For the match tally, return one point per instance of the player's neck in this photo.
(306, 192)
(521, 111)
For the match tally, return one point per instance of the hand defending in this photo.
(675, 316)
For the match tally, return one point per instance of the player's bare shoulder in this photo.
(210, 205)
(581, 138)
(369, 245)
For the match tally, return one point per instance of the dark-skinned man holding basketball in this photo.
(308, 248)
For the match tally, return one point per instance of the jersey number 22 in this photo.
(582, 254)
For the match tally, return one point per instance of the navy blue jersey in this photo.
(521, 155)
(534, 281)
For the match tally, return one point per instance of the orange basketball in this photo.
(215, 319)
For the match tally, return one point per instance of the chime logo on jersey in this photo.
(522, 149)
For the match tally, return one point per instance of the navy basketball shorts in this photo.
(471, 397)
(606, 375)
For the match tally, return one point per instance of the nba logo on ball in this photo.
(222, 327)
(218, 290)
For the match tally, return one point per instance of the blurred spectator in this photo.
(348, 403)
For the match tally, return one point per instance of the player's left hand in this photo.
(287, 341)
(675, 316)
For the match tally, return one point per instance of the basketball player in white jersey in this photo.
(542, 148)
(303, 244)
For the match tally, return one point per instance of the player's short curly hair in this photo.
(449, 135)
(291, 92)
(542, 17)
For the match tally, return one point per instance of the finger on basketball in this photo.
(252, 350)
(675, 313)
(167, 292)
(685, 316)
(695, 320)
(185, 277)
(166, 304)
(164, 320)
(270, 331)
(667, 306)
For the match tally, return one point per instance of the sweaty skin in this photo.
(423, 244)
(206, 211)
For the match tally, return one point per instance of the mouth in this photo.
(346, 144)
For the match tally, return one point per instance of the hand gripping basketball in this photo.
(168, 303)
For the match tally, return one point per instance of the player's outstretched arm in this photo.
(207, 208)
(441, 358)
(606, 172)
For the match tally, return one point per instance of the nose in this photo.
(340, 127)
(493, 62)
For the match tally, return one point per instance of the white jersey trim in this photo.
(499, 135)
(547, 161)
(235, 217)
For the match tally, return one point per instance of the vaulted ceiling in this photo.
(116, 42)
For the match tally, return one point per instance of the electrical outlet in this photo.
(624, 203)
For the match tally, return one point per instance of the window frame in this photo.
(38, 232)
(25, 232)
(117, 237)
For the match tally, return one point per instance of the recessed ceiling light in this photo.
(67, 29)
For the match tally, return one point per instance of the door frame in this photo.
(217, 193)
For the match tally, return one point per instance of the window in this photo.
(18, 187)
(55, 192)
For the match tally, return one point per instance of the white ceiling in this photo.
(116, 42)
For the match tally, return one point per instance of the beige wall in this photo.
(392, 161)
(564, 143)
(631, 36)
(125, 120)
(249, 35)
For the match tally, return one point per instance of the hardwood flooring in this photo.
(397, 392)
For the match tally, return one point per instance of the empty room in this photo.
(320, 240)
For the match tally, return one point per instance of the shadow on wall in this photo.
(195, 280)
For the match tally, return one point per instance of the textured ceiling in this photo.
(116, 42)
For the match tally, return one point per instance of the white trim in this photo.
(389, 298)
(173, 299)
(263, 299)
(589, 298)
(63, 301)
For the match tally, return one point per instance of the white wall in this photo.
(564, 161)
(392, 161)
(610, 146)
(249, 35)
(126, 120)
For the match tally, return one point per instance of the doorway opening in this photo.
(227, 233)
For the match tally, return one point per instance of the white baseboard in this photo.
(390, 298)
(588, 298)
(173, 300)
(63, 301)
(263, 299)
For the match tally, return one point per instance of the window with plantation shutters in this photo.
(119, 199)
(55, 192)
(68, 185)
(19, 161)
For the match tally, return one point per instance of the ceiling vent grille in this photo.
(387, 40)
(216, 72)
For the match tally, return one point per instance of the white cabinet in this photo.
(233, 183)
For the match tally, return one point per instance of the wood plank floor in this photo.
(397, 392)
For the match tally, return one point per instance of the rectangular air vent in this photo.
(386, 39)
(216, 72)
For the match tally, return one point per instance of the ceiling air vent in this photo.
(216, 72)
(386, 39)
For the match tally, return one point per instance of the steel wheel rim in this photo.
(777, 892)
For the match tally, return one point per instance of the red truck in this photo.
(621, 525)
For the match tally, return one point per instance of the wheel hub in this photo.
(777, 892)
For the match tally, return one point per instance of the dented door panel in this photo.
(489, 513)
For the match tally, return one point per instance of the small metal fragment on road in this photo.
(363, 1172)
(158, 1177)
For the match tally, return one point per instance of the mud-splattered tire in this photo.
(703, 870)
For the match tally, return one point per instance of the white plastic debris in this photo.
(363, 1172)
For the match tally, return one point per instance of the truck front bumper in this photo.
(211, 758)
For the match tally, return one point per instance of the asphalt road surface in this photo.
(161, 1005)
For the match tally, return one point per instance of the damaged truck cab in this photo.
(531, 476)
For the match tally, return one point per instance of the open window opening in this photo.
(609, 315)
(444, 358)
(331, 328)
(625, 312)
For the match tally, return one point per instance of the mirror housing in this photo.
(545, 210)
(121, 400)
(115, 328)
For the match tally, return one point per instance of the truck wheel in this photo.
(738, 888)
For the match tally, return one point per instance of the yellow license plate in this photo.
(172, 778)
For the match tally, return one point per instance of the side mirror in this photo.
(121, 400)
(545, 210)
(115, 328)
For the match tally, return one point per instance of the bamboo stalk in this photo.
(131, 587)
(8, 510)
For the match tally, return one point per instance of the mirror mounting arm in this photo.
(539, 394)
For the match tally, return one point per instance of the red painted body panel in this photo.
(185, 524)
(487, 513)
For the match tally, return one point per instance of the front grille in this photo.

——

Task goal
Set down, word for word, only the lines running from the line with "window opening in this photo." to the last line of the listing above. Both of those lines belong in your answer.

Complete answer
For the match tally, return one point per instance of the open window opening in this photo.
(609, 315)
(444, 358)
(331, 328)
(625, 312)
For the match tally, return one point per instance of the mirror housing in this photo.
(545, 210)
(121, 400)
(115, 328)
For the match tally, return one point per instance of the truck wheel in this photo.
(738, 888)
For the match tally, return one point per instance of the yellow license plate in this photo.
(172, 778)
For the match tally, return one point per instance of the side mirror in this photo.
(121, 400)
(545, 210)
(115, 328)
For the match tally, return one point per instance of the bamboo stalk in this photo.
(131, 587)
(8, 510)
For the match tally, return one point per instance of the mirror mounting arm in this photo.
(539, 394)
For the match tally, return one point per instance of the red painted body panel in this photo.
(185, 524)
(487, 513)
For the match tally, return one point per instance of the front grille in this photo.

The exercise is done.